◆ WHAT THE EXERCISE ASKS: Return all entries word for word, but drop any images.

* * * *

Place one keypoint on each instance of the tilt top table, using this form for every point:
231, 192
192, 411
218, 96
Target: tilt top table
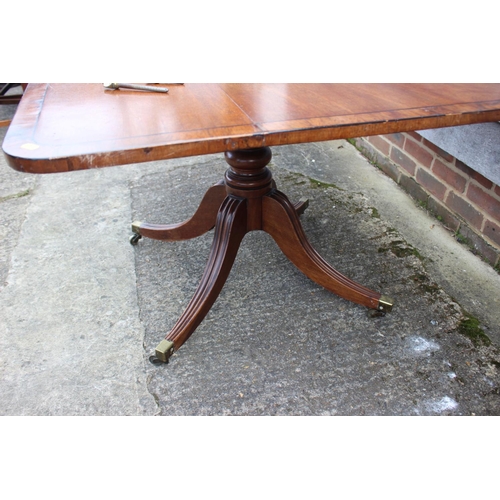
65, 127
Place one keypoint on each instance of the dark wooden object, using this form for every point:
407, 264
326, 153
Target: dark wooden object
68, 127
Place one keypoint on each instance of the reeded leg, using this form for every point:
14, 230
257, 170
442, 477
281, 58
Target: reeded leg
202, 221
230, 229
281, 221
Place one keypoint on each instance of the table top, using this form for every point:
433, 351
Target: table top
64, 127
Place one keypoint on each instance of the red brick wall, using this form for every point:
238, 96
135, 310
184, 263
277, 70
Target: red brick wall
460, 197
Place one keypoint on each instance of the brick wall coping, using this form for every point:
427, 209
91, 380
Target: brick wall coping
478, 146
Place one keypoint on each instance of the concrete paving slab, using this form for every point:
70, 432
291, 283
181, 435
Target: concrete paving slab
81, 310
276, 344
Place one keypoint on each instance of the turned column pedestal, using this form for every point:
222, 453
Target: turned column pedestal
247, 200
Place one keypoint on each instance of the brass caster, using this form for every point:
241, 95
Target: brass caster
134, 239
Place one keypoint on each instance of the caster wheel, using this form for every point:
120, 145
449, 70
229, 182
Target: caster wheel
134, 239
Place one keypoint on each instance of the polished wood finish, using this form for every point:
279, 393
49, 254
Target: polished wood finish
60, 128
64, 127
253, 203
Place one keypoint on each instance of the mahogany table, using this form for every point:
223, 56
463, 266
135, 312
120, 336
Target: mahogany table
65, 127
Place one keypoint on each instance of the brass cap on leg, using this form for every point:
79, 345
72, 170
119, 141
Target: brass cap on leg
136, 227
164, 350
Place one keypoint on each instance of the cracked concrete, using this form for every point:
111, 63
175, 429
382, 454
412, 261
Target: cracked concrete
82, 310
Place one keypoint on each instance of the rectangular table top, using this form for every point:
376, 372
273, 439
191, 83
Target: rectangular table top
64, 127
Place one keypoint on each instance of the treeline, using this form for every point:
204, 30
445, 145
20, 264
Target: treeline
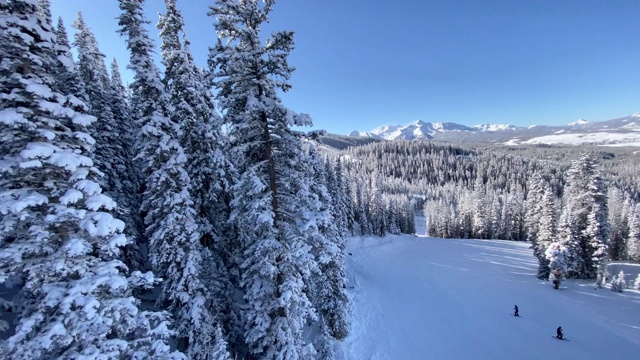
112, 198
585, 199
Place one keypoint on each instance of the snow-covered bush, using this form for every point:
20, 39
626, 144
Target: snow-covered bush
618, 283
636, 283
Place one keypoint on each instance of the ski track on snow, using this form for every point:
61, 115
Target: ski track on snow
426, 298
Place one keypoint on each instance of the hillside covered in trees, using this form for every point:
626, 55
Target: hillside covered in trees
187, 216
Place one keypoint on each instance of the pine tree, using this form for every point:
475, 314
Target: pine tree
636, 283
546, 231
633, 242
129, 179
329, 246
268, 156
586, 204
59, 239
618, 284
192, 298
66, 74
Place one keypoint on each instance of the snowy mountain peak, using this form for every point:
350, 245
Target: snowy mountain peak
495, 127
578, 122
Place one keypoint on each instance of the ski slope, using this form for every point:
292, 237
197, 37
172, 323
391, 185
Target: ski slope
416, 297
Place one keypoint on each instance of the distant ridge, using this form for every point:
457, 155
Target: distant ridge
623, 131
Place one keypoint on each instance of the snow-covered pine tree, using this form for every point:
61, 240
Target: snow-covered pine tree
633, 242
59, 243
174, 241
534, 206
267, 154
66, 74
618, 283
343, 200
197, 309
128, 176
329, 246
561, 252
636, 283
598, 230
585, 198
546, 231
618, 205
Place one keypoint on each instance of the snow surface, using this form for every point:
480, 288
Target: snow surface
598, 138
416, 297
578, 122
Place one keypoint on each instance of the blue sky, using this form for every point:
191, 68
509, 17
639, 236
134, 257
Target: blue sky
360, 64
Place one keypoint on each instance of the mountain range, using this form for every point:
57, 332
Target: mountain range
623, 131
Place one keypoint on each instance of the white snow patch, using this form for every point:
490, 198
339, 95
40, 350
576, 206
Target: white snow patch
416, 297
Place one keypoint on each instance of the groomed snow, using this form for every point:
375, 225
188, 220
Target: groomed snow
416, 297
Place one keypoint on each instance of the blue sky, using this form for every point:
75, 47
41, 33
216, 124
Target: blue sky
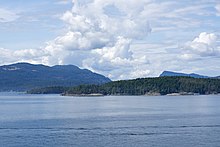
121, 39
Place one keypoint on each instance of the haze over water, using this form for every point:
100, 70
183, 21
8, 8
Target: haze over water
122, 121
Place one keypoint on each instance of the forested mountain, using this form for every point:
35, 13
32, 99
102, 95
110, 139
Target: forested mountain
170, 73
25, 76
160, 85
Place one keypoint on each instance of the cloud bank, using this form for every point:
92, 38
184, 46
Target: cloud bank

* * * *

◆ EXERCISE SOLUTION:
Place one keypoint on each instance of the tilt top table, using this form for every point:
231, 192
192, 411
218, 96
Target: tilt top table
65, 127
Place one keypoint on each instance of the dark wooden object, using this form for every point:
407, 264
326, 153
Target: dark wooden object
68, 127
Place one keypoint on each instance of the reeded leg, using this form for every point:
14, 230
257, 170
442, 477
281, 58
Target: reeded leg
202, 221
230, 229
281, 221
Place one keypoint on each instance of the table top, using this form for every point:
433, 351
Target: table top
64, 127
Place one keypoint on each instance of the red brick wall, using this form for every point:
238, 96
135, 310
184, 263
277, 70
Target: red brick wall
460, 197
Place one keypoint on each instance of the brick wall coping, using this form for every point:
427, 209
91, 380
Target: brick wall coping
478, 146
Place one keypoint on each instance of the concrete paving slab, using this form for every point:
70, 432
291, 283
181, 435
Target: concrete paving slab
81, 310
276, 344
Place one keypoint on each instance of the turned column pedestal, using this form for every point:
222, 453
Target: turned column pedestal
247, 200
Place one keypoint on each instance of the brass caster, using this form for every point:
241, 95
Target: brass caster
134, 239
Place one keypoint on each instance of the caster wheel, using this form for every point:
120, 145
449, 70
229, 182
Target: caster wheel
134, 239
Place one keypoint on each instance of the polished wood finish, using this form for every point:
279, 393
49, 254
Target: polished wood finish
60, 128
64, 127
253, 203
Place one keypoint on each instance of the mahogany table, using this form for every point:
223, 56
463, 266
135, 312
120, 336
Target: mahogany table
65, 127
Place one keypoint on each instance of the brass cap on leg, using this form for every point:
79, 345
72, 170
119, 141
Target: brass cap on leg
136, 227
164, 350
Place one keypoint on each instance of the cracked concrete, using this form for every point:
111, 63
175, 429
382, 454
412, 261
Target: cracked concrete
82, 310
Place one keypoint on each instance of the rectangular table top, using this form for every point:
376, 372
273, 439
191, 83
Target: rectangular table top
64, 127
Place one keypoint on each instance of the treeline, using this form for every point:
204, 30
445, 145
20, 264
Target: treeline
112, 198
585, 199
Place one keypoint on each instance of the snow-covered bush, using this form for every point:
20, 39
626, 144
Target: snow-covered bush
618, 283
636, 283
Place one keypoint on each instance of the ski track on snow, using this form for every point:
61, 115
Target: ski track on snow
426, 298
Place one keypoint on each instance of the hillside covered in trees, using this form for every point:
626, 55
Target: hillside covered in trees
187, 216
Place one keypoint on each instance of the pine tree, using this form for every point:
475, 314
Target: pine tree
636, 283
546, 231
633, 242
129, 179
329, 246
268, 156
586, 204
59, 239
618, 284
192, 298
66, 74
Place one keypoint on each instance of the snowy mountain peak, using this form for every point:
350, 245
Target: snowy mountain peak
495, 127
578, 122
Place one keypoint on each instance of the ski slope, using this form for every point:
292, 237
197, 37
172, 323
391, 185
Target: ski slope
416, 297
Place one keypoint on each instance of the distant ridge, using this form for every point:
457, 155
Target: distant ridge
623, 131
Place one keypoint on each instance of the snow-covered pine tree, using this form for every point:
61, 240
Target: snow-covered pine tree
633, 242
59, 243
174, 241
534, 206
267, 154
66, 74
618, 283
343, 200
197, 309
128, 176
329, 246
561, 252
636, 283
598, 230
585, 198
546, 231
618, 205
Place one keypoint on each instance of the snow surface, using this form for every point:
480, 288
Target: snow surface
598, 138
416, 297
578, 122
Place one keypoint on each instance of the blue sky, using this form for every point:
191, 68
509, 17
639, 236
134, 257
Target: blue sky
360, 64
Place one keypoint on each instance of the mountain range, using this form for every point:
57, 332
Target: mountain range
623, 131
Place one keypoint on each instance of the white snow patch, using this form for every point:
490, 198
339, 95
40, 350
576, 206
Target: white snow patch
416, 297
Place one keypoint on each instance of the groomed snow, using this form for every point:
375, 225
188, 220
Target: groomed snow
416, 297
Place one keypoint on each instance of the blue sky, using this form for every point:
75, 47
41, 33
216, 124
Target: blue sky
121, 39
Place one keypoint on each instance of the haze over water, using this form for every point:
100, 70
183, 21
8, 8
Target: haze over water
122, 121
Place one keypoint on each instance of the forested mountain, using this form for every point:
35, 13
32, 99
102, 95
110, 139
Target: forested mountain
170, 73
25, 76
160, 85
Place one keypoint on each instance of the cloud bank, using this form for every point:
92, 38
184, 46
Target: cloud bank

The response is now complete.